What the task asks: Look through the data below. Show each line where the string "spot" occurs.

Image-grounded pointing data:
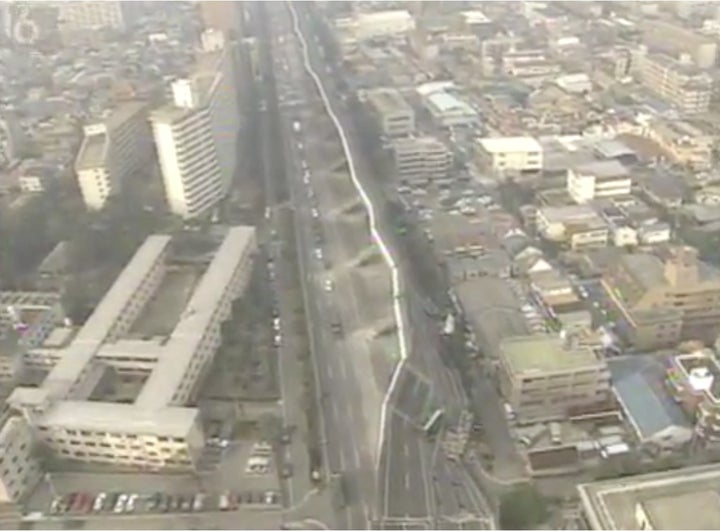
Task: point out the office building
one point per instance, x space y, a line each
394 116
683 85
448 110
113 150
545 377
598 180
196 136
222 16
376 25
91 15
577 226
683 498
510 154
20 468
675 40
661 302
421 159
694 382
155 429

--

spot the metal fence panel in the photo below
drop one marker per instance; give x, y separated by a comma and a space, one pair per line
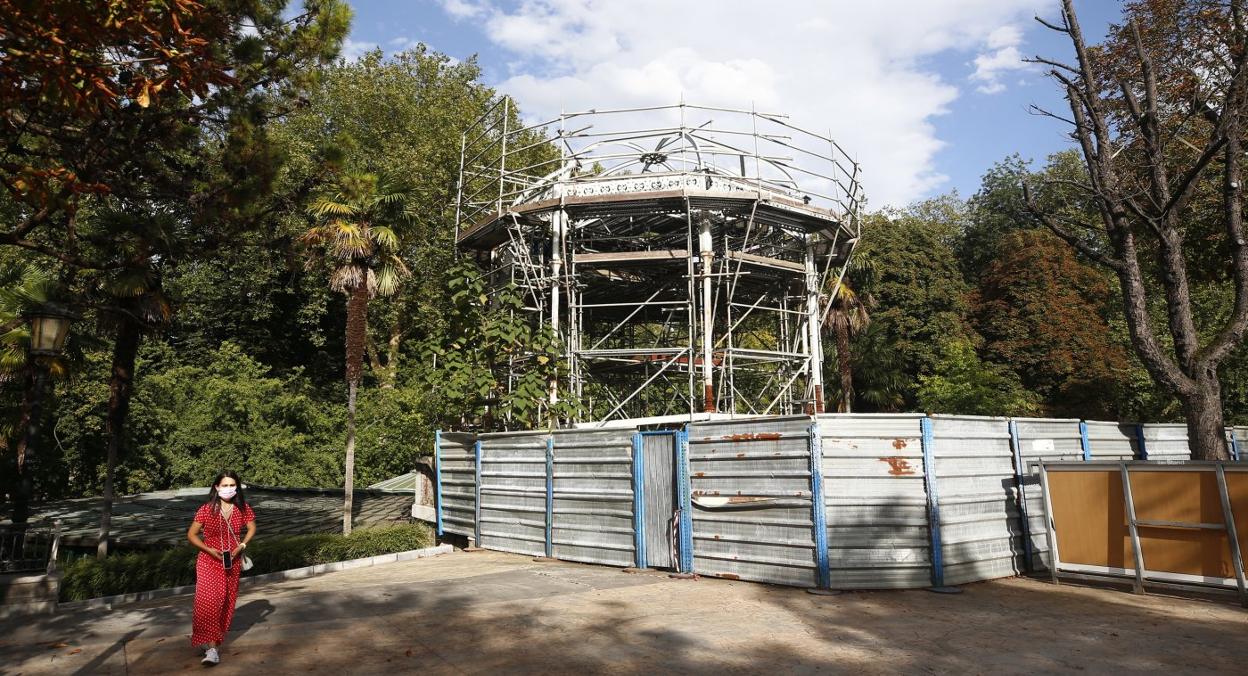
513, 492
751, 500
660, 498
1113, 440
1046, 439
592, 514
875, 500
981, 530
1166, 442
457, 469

--

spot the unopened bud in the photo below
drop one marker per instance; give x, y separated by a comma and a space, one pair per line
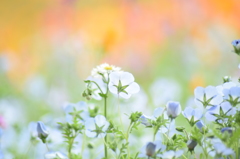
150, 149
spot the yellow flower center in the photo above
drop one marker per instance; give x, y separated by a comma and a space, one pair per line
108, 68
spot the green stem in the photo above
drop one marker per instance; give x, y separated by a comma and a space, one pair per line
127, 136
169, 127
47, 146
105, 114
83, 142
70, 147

Exercise result:
spot the metal fence panel in the photo below
spot the unopened bud in the photo below
spot the yellow flower center in the photo above
spot the green stem in the photo above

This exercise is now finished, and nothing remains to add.